Gene editing technologies such as the CRISPR system are at the forefront of new treatment strategies for genetic diseases because they enable the precise and permanent editing of DNA in a living organism. We can also apply CRISPR in the brain but mainly by using viruses as delivery vehicles an approach that is not amenable to the clinic. Now, writing in Nature Biomedical Engineering, Hye Young Lee, Niren Murthy and colleagues report the delivery of the CRISPR system to specific regions of the brain using gold nanoparticles to modify gene expression in brain cells for the treatment of autism-related fragile X syndrome in mice.

Credit: Lauren Robinson/Springer Nature Limited

Many neurological diseases are caused by genetic mutations, overexpression or increased activation of specific genes. The CRISPR-associated protein 9 (Cas9) and CRISPR-associated endonuclease in Prevotella and Francisella 1 (Cpf1) are RNA-guided DNA endonucleases. Using a virus to deliver these is a promising technique to achieve permanent knock-down or correction of genes, but comes with safety concerns associated with the inherent immunogenicity of viruses and the genomic damage caused by prolonged expression of the enzymes.

An alternative approach makes use of CRISPR–gold, a non-viral delivery vehicle featuring gold nanoparticles conjugated with thiol-modified single-stranded DNA. These strands hybridize with donor DNA that binds Cas9 or Cpf1 proteins with a pendant guiding RNA that targets a specific DNA sequence. The modified nanoparticles can then be encapsulated with an endosomal disruptive polymer to enable internalization by cells through endocytosis. “Delivering the CRISPR system into the brain without using a virus greatly increases the potential for clinical translation of gene editing as a treatment for brain disorders,” explains Lee.

== MATERIAL SHOWN ==
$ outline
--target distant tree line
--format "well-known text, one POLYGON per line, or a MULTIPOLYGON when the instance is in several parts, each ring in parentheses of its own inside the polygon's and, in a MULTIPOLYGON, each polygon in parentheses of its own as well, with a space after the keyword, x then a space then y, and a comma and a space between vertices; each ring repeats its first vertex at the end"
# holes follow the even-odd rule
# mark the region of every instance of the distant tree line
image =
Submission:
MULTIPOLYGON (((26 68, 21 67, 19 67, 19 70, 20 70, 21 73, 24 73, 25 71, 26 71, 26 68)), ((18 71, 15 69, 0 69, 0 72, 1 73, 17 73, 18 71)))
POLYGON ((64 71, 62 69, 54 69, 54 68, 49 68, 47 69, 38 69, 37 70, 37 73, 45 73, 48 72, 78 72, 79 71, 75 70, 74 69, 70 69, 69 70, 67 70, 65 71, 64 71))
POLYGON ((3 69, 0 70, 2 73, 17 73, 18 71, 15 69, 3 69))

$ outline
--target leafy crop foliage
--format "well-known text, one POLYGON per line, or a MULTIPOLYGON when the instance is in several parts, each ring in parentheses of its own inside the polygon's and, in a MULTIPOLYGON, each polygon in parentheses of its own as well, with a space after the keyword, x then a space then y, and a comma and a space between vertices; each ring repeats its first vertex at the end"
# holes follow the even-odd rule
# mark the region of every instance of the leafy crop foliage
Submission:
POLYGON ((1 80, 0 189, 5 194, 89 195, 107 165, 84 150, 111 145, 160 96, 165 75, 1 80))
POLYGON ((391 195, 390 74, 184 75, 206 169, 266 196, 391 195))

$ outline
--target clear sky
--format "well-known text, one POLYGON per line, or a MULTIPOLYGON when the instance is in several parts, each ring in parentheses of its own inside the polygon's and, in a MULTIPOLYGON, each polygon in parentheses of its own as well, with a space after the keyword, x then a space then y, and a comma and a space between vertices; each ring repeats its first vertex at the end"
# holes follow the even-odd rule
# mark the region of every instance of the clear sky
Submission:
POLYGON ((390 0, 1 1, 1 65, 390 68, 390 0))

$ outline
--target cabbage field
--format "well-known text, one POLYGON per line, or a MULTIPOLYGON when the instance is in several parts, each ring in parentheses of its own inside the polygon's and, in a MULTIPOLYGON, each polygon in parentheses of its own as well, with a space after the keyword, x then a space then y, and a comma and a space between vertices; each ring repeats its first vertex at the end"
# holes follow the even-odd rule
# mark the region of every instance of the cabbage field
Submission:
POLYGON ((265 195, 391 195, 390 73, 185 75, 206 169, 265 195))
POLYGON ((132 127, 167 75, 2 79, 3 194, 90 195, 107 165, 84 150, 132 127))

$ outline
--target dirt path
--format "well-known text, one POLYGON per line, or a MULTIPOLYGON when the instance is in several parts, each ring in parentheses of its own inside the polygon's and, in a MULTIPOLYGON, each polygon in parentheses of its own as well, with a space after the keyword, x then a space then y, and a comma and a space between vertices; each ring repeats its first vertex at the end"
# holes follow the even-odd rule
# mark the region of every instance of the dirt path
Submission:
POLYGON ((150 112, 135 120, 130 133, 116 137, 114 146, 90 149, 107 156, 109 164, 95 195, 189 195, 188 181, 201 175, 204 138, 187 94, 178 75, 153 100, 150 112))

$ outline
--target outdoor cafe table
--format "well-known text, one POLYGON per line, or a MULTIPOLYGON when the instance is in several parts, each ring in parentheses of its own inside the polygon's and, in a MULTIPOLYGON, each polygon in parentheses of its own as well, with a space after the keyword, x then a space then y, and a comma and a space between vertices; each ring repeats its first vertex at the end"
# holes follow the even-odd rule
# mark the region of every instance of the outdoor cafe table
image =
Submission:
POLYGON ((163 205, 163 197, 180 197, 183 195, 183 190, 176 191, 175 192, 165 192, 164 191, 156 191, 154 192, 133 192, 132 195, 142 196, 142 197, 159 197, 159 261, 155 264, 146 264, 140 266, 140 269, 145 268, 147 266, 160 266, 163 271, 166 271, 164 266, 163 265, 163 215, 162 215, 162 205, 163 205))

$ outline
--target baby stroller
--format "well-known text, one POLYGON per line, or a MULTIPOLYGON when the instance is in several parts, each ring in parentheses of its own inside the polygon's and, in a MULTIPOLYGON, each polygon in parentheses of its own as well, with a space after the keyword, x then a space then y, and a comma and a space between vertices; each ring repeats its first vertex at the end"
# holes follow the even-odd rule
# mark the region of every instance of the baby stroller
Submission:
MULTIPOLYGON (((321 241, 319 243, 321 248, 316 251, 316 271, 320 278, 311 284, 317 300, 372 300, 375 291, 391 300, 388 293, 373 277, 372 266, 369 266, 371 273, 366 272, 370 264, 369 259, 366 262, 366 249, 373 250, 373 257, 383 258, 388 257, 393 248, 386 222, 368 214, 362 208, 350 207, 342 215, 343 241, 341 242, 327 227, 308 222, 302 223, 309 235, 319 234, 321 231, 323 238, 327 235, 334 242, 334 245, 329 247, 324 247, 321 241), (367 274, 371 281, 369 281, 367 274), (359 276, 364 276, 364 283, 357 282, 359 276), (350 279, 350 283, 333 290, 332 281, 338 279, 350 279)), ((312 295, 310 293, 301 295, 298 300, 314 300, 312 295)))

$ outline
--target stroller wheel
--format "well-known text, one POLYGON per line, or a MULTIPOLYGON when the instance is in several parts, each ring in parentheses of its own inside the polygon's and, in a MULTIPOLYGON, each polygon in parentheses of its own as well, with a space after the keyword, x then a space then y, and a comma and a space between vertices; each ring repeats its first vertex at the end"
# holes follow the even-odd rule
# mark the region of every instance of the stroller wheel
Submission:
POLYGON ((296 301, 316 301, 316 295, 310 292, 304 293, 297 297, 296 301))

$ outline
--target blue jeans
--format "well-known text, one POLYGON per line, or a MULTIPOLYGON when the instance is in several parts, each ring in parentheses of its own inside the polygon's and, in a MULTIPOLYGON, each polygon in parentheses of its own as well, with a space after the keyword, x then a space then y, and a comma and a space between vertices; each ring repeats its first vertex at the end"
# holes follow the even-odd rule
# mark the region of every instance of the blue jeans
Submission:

== QUESTIONS TO ANSWER ==
(1) In the text on CRISPR delivery to the brain, what are the gold nanoparticles of CRISPR–gold conjugated with?
(2) Carry on the text on CRISPR delivery to the brain from where it stops.

== EXERCISE RESPONSES ==
(1) Thiol-modified single-stranded DNA.

(2)
Delivering the CRISPR system into the brain without using a virus greatly increases the potential for clinical translation of gene editing as a treatment for brain disorders

Lee and colleagues have applied the CRISPR–gold technology to develop a CRISPR-based, localized gene editing therapy for the treatment of fragile X syndrome — an incurable autism-associated disorder. An increase in metabotropic glutamate receptor 5 (mGluR5) signalling in the striatum has been correlated to behavioural phenotypes of fragile X syndrome and triggering a decrease in mGluR5 expression has been suggested as a therapeutic strategy. Lee’s team have modified CRISPR–gold to carry either Cas9 or Cpf1 and a specific guiding RNA to target and knock-down mGluR5. “The modified gold nanoparticles can be directly delivered into the striatum of the brain through intracranial injection,” explains Lee. “Using this approach, we achieve a 40–50% reduction in mGluR5 protein levels in mice, without any observable off-target effects.” Importantly, this decrease in protein expression is confined to the striatum and translates into the behavioural rescue of mice with autistic phenotypes, for example, less exaggerated repetitive behaviour.

The knock-down of genes by CRISPR–gold is permanent and treatment involves only a single injection. The researchers also demonstrated that CRISPR–gold can be used to edit genes in multiple brain cell types, including neurons, microglia and astrocytes — cells that are difficult to edit using viral delivery.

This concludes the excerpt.